◆ **TASK ITEM**:
Lines from the one containing "positive clicks: (795, 59)" through the last line of the data are to be repeated word for word, both ends included.

◆ **Segmentation mask data**:
***

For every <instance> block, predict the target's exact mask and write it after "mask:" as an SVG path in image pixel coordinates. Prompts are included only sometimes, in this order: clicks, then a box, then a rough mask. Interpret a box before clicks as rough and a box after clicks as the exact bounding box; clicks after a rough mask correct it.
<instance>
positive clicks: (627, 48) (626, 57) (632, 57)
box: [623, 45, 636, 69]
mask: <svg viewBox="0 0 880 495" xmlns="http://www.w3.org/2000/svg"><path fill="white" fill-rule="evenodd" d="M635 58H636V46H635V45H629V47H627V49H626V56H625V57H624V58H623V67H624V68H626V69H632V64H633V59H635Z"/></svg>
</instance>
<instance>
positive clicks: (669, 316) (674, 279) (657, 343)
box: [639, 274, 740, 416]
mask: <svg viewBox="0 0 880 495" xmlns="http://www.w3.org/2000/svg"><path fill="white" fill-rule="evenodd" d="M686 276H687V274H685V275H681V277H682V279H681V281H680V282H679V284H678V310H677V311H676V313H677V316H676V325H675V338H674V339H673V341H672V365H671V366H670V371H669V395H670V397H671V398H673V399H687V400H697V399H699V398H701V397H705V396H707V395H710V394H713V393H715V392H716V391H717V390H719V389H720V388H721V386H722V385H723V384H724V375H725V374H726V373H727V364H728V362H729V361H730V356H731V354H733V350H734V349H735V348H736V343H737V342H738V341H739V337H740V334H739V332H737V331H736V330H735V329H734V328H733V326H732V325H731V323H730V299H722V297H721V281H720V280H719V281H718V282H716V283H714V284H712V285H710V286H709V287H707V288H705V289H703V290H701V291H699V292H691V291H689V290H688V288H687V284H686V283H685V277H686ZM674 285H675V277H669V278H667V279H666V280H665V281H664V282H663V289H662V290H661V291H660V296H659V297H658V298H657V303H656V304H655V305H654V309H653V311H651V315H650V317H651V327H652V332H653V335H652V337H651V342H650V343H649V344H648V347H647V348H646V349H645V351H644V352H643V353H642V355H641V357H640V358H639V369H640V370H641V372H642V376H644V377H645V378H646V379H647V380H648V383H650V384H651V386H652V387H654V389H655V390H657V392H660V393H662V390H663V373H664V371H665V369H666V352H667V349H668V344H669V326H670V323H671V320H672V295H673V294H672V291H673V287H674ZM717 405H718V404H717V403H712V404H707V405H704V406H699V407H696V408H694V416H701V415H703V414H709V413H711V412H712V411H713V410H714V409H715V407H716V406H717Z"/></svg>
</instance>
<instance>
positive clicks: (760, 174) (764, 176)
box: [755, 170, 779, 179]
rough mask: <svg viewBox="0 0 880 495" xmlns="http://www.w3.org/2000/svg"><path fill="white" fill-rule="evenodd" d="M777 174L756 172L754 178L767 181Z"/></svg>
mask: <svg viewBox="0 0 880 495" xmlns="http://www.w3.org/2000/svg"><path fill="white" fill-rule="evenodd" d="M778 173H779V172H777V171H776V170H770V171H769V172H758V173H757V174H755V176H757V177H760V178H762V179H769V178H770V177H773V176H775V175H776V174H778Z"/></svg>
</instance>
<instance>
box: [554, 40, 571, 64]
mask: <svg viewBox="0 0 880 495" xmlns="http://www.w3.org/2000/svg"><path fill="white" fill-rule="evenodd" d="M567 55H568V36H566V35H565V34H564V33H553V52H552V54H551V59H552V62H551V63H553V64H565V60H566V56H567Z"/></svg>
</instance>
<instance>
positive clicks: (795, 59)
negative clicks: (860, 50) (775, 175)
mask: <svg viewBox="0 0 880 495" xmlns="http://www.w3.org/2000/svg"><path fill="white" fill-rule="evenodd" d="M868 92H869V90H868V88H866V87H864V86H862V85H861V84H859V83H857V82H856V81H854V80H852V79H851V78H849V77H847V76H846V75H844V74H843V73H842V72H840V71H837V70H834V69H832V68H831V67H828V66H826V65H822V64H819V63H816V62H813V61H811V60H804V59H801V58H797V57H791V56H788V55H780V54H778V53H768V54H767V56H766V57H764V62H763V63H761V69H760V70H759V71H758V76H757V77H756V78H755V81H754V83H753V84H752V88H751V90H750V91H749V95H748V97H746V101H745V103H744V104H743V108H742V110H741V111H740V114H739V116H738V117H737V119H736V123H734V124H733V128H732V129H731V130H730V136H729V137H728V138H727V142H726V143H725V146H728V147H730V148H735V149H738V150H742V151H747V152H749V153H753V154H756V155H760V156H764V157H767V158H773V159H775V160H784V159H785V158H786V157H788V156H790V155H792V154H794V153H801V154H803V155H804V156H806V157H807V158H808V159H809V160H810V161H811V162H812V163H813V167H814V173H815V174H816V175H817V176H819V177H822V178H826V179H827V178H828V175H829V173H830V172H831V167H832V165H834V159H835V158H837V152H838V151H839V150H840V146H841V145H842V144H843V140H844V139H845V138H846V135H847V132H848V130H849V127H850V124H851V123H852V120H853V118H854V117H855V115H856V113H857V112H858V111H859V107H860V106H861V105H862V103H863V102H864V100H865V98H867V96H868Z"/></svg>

***

◆ **RESPONSE FOR THIS EXERCISE**:
positive clicks: (795, 59)
negative clicks: (860, 50) (775, 175)
mask: <svg viewBox="0 0 880 495" xmlns="http://www.w3.org/2000/svg"><path fill="white" fill-rule="evenodd" d="M868 92H869V90H868V88H866V87H864V86H862V85H861V84H859V83H857V82H856V81H854V80H852V79H851V78H849V77H847V76H846V75H844V74H843V73H842V72H840V71H837V70H834V69H832V68H831V67H828V66H826V65H822V64H819V63H816V62H813V61H811V60H804V59H801V58H797V57H791V56H788V55H780V54H778V53H768V54H767V56H766V57H764V62H763V63H761V69H760V70H759V71H758V76H757V77H756V78H755V81H754V83H753V84H752V88H751V90H750V91H749V95H748V97H746V101H745V103H744V104H743V108H742V110H741V111H740V114H739V116H738V117H737V119H736V123H734V124H733V128H732V129H731V130H730V136H729V137H728V138H727V142H726V143H725V146H728V147H730V148H735V149H738V150H742V151H747V152H749V153H753V154H756V155H760V156H764V157H767V158H773V159H775V160H784V159H785V158H786V157H788V156H790V155H792V154H794V153H801V154H803V155H804V156H806V157H807V158H808V159H809V160H810V161H811V162H812V163H813V167H814V173H815V174H816V175H817V176H819V177H822V178H826V179H827V178H828V175H829V173H830V172H831V167H832V165H834V159H835V158H837V152H838V151H839V150H840V146H841V145H842V144H843V140H844V139H845V138H846V135H847V132H848V130H849V127H850V124H851V123H852V120H853V118H854V117H855V115H856V113H857V112H858V111H859V107H860V106H861V105H862V103H863V102H864V100H865V98H867V96H868Z"/></svg>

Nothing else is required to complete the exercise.